[Start]

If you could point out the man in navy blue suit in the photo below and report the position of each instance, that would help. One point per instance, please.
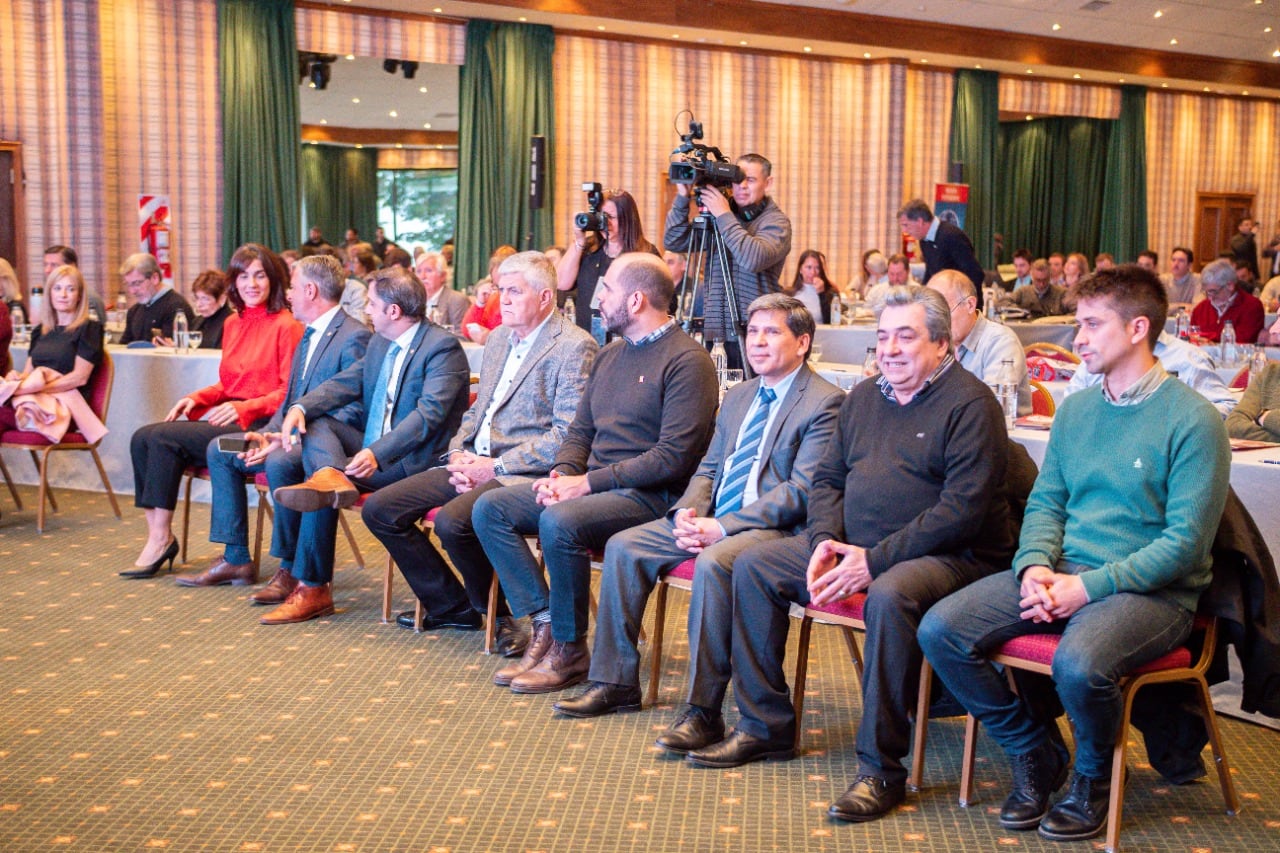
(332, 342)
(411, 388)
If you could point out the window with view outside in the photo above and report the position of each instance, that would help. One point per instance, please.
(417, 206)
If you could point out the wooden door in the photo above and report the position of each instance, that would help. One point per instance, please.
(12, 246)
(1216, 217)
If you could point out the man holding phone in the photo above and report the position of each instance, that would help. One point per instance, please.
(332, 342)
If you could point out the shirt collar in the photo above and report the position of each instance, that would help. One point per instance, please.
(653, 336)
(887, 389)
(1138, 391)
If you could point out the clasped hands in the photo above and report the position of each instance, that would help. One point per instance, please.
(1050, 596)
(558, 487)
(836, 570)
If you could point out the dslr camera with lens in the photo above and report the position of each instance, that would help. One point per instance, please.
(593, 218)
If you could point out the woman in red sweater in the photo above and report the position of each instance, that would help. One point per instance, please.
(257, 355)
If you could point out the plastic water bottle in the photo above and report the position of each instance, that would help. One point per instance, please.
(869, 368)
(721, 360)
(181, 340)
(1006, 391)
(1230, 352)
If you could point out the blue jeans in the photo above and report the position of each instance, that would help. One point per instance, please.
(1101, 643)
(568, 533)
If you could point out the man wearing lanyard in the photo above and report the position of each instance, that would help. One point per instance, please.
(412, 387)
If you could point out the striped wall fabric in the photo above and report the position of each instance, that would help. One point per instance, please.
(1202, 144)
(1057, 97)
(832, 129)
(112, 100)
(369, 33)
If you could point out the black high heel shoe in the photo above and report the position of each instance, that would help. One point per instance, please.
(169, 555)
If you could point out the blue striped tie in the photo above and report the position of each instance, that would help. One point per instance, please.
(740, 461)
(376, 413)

[End]

- Exercise goal
Recast every line of the entries above as a Markdown table with two columns, Row for the row number and Line for the line itself. Omit blank lines, and leave the pictures out of the table.

- Task answer
| Row | Line |
|---|---|
| 1 | If you could point out the man in navy blue suit in the photo below and report the position of each instance, that would help. One point per instance, please. |
| 2 | (332, 342) |
| 3 | (411, 388) |
| 4 | If you could point out the window with view outside in the photo above and report the position of each instance, that would help. One point per instance, please. |
| 5 | (417, 206) |
| 6 | If you could point out the wooden door in the photo above and report the position of each instance, that would help. One point per instance, please. |
| 7 | (12, 246) |
| 8 | (1216, 217) |
| 9 | If you could point out the man holding phone in the photo above and report the position of each instance, that would help. One point per instance, please. |
| 10 | (332, 342) |
| 11 | If you could point out the shirt collar in the photo above and report the position of each instance, that would help. One point per instance, please. |
| 12 | (653, 336) |
| 13 | (887, 389) |
| 14 | (1138, 391) |
| 15 | If you could point out the clasped hands in the photo above and report the position of each instance, that would help. One point per instance, please. |
| 16 | (1050, 596) |
| 17 | (558, 487) |
| 18 | (836, 570) |
| 19 | If you could point out the dslr camera with lens in the photo above and report the position of each instance, that would help. One point per instance, please. |
| 20 | (593, 218) |
| 21 | If you could point out the woman in red sweater in the photo above and report the position of each instance, that would help. One point per instance, please. |
| 22 | (257, 355) |
| 23 | If you could point out the plastic water bottle in the photo above and report the position of each instance, that would help. One point per instance, please. |
| 24 | (869, 368) |
| 25 | (721, 360) |
| 26 | (181, 340) |
| 27 | (1006, 391) |
| 28 | (1230, 352) |
| 29 | If you could point out the blue jeans in the photo above and report the position of each instance, that would help. One point per instance, please. |
| 30 | (1101, 643) |
| 31 | (568, 533) |
| 32 | If you could point out the man wearing lanyard in the photo above and report the position of each instance, that would help. One point per instance, please. |
| 33 | (412, 387) |
| 34 | If you could point out the striped wall fabric in the photo above and report the position of each instance, that would help. One point per instance, please. |
| 35 | (1202, 144) |
| 36 | (1057, 97) |
| 37 | (832, 129) |
| 38 | (112, 100) |
| 39 | (369, 33) |
| 40 | If you could point out the black high heel shoe in the photo above and report the position of each instance, that would help. One point per instance, please. |
| 41 | (169, 555) |
| 42 | If you could point out the blue striped tie in the photo above and report the position of each instance, that would help. One point per instance, please. |
| 43 | (740, 461) |
| 44 | (376, 413) |